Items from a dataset

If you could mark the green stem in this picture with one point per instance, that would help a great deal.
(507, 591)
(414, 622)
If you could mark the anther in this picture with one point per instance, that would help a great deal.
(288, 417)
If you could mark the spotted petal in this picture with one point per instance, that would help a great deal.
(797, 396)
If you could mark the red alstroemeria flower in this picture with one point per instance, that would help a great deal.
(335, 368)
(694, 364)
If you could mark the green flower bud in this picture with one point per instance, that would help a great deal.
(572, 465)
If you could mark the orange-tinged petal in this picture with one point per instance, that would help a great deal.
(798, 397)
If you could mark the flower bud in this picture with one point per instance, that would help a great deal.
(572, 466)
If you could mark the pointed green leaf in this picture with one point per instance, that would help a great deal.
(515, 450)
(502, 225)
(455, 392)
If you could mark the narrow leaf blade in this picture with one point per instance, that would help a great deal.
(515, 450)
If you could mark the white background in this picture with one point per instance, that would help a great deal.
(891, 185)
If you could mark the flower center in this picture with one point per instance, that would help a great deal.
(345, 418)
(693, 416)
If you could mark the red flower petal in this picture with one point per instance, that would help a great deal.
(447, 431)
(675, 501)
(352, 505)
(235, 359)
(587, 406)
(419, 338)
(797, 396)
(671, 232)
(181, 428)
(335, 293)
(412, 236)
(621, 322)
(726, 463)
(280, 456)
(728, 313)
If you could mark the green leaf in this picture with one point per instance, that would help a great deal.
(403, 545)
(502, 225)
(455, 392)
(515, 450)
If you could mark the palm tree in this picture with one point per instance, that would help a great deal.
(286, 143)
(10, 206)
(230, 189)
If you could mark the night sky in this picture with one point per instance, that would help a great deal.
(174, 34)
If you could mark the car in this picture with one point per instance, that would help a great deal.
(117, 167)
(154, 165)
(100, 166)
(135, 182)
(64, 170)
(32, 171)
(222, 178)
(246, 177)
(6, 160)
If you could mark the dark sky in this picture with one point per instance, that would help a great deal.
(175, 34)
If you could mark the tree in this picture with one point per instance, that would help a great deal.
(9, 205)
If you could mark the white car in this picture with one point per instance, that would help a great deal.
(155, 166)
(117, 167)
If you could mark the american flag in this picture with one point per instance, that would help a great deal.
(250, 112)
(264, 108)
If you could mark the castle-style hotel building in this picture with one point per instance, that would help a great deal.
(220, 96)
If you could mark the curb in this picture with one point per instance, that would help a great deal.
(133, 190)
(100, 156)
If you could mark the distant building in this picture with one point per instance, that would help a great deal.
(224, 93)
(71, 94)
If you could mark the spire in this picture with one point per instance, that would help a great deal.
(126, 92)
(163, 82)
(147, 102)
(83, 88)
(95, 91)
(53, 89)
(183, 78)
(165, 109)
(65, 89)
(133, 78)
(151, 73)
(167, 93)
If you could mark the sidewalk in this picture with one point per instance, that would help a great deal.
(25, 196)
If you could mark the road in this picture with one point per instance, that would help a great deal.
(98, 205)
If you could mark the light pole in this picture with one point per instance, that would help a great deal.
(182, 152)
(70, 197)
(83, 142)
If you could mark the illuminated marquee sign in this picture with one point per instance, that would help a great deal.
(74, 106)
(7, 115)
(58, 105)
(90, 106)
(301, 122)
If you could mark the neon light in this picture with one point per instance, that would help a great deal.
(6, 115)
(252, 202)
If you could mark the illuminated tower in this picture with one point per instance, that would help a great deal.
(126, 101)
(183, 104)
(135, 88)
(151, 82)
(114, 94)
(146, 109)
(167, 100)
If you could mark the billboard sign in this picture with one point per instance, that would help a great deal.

• _WORK TASK_
Produce a verbatim transcription of the entries above.

• _FINISHED EXERCISE_
If you could mark the green stem in this picture with one point per instance, that would help a great deal.
(507, 591)
(414, 622)
If you could mark the anther in this picture with one point per instance, that would help a great deal.
(288, 417)
If you could mark the spotted petal in this picture with one point per instance, that would help a great deal.
(797, 396)
If you could mark the red alstroemeria flower in this picture with one point per instance, that would help a great deal.
(335, 368)
(694, 364)
If you could mark the green flower bud in this picture with one point per instance, that would help a great deal.
(572, 465)
If you could mark the orange-tinged petal in this picture with one point per instance, that would help a great deal.
(798, 397)
If you could mark the flower bud in this picture with one point per instance, that would help a great deal.
(572, 466)
If you could mark the pointed green leaf in this picture with one point per instance, that would help a great deal.
(515, 450)
(502, 225)
(455, 392)
If you could mark the narrow leaf blade in this picture with one point per instance, that would help a great deal.
(515, 450)
If you could mark the white background in this picture with one point per instance, that would help a great deal.
(891, 185)
If you could mark the flower center in this picture with one point per instance, that would help a great deal.
(345, 418)
(693, 416)
If you could mark the red flower petal in this picture with one point per instance, that would help a great deal.
(447, 431)
(675, 501)
(352, 505)
(235, 359)
(587, 406)
(419, 338)
(797, 396)
(671, 232)
(181, 428)
(335, 293)
(412, 236)
(621, 322)
(726, 463)
(280, 456)
(728, 313)
If you could mark the green leaf in this picture with one point per instance, that would help a great deal.
(403, 545)
(502, 225)
(455, 392)
(515, 450)
If you could mark the palm tree in this picture with one point per instance, that would help a great deal.
(286, 143)
(10, 206)
(230, 189)
If you could mark the night sky in this picture with one point per instance, that would help a great deal.
(174, 34)
If you could mark the car in this picture with one point per instance, that would help a great deal.
(117, 167)
(154, 165)
(100, 166)
(135, 182)
(64, 170)
(32, 171)
(222, 178)
(246, 177)
(6, 160)
If you could mark the dark sky in this picture with one point per instance, that would help a great deal.
(175, 34)
If you could mark the tree in this picture with one point per instance, that would help a great deal.
(9, 205)
If you could mark the white car in this picture with one point per instance, that would help a great deal.
(155, 166)
(117, 167)
If you could mark the american flag in this picture with one point per instance, that would help a great deal.
(250, 112)
(264, 108)
If you could mark the castle-style hotel building in this picture with one point per instance, that would help a great deal.
(220, 96)
If you could mark the curb in this picture with one point per instance, that would help a great deal.
(133, 190)
(100, 156)
If you could mark the distant building in this picture with one point per instance, that would help a great deal.
(224, 93)
(71, 94)
If you could mark the spire in this picture with one point per instance, that would help a great deal.
(126, 92)
(163, 82)
(147, 102)
(83, 88)
(95, 91)
(53, 89)
(183, 78)
(165, 109)
(65, 89)
(133, 78)
(151, 73)
(167, 93)
If you could mark the sidewalk in this picture with one point per instance, that would help a great deal.
(25, 196)
If you could mark the road in this picture with one point per instance, that would help a great deal.
(98, 205)
If you could mark the light pole in this picture with one point per instance, that would help a great deal.
(182, 152)
(70, 197)
(83, 142)
If you could mark the illuminated marquee sign in this picture with one point per instance, that would help a great deal.
(74, 106)
(7, 115)
(58, 105)
(90, 106)
(301, 122)
If you could mark the neon light in this picture with one point per instance, that would help a great deal.
(6, 115)
(252, 202)
If you could mark the illuminated tower in this picture with one point per instance, that would help a great deal.
(126, 101)
(183, 104)
(135, 88)
(151, 82)
(114, 94)
(146, 109)
(167, 100)
If you could mark the billboard sign in this picture with one point per instance, that would help a great deal.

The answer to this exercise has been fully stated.